How many lines within the records include the word "bench"? Only that number should be given.

┌──

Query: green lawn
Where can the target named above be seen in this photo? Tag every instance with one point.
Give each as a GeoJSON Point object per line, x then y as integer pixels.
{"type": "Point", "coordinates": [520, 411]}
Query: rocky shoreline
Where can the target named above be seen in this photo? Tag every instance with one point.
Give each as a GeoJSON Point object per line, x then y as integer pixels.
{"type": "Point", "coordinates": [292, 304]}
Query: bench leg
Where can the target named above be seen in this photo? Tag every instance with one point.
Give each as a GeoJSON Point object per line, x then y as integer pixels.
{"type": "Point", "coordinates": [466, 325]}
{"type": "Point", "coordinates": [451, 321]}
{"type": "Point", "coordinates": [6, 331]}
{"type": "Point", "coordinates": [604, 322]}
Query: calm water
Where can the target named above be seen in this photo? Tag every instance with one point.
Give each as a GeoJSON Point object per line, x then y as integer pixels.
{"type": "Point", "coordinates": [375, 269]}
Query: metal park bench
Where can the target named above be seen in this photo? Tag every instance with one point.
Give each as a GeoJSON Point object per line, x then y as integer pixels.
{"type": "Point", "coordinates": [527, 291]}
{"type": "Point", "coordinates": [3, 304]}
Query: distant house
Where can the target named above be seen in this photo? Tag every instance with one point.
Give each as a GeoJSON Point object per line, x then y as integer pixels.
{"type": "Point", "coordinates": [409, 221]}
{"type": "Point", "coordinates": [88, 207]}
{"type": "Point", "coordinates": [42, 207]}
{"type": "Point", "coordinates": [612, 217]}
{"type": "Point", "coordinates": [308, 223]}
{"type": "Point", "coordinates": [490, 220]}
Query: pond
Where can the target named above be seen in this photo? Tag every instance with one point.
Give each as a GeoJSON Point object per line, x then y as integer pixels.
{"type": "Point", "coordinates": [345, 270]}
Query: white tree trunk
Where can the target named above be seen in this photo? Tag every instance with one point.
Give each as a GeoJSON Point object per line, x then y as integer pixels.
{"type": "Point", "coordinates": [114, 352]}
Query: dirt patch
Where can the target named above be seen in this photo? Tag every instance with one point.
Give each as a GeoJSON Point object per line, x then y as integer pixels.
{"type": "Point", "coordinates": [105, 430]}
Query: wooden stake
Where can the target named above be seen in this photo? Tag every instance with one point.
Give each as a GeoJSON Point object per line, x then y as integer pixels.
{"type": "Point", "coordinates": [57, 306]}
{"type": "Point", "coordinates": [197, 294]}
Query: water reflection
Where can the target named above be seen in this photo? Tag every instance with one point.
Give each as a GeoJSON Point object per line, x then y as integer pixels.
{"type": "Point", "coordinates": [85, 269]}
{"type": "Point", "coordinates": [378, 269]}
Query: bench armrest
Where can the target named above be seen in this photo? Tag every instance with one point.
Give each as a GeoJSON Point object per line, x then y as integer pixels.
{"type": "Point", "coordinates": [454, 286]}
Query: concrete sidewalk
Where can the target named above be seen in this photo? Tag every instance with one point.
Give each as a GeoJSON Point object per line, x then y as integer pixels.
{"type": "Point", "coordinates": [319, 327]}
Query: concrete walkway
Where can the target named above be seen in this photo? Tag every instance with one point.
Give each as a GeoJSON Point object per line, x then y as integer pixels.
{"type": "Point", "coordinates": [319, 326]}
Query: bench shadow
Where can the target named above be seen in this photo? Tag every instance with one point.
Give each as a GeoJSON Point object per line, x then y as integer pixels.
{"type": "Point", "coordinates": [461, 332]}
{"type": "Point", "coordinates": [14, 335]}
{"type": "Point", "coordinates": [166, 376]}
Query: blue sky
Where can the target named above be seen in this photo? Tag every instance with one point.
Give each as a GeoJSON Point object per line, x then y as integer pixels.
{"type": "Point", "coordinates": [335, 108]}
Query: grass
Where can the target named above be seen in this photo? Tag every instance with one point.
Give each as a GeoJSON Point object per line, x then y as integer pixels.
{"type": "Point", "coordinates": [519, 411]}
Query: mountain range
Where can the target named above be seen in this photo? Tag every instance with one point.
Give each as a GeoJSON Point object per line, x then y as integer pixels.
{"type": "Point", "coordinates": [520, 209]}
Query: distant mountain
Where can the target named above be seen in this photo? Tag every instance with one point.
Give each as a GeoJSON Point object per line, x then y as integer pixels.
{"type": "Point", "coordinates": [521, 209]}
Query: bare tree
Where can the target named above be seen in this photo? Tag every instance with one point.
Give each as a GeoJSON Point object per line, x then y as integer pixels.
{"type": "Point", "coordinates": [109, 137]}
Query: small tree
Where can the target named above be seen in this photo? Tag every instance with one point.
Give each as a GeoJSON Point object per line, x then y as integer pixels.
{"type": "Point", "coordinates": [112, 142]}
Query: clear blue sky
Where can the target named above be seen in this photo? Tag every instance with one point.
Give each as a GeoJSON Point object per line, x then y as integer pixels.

└──

**REPLY TO THE TASK:** 4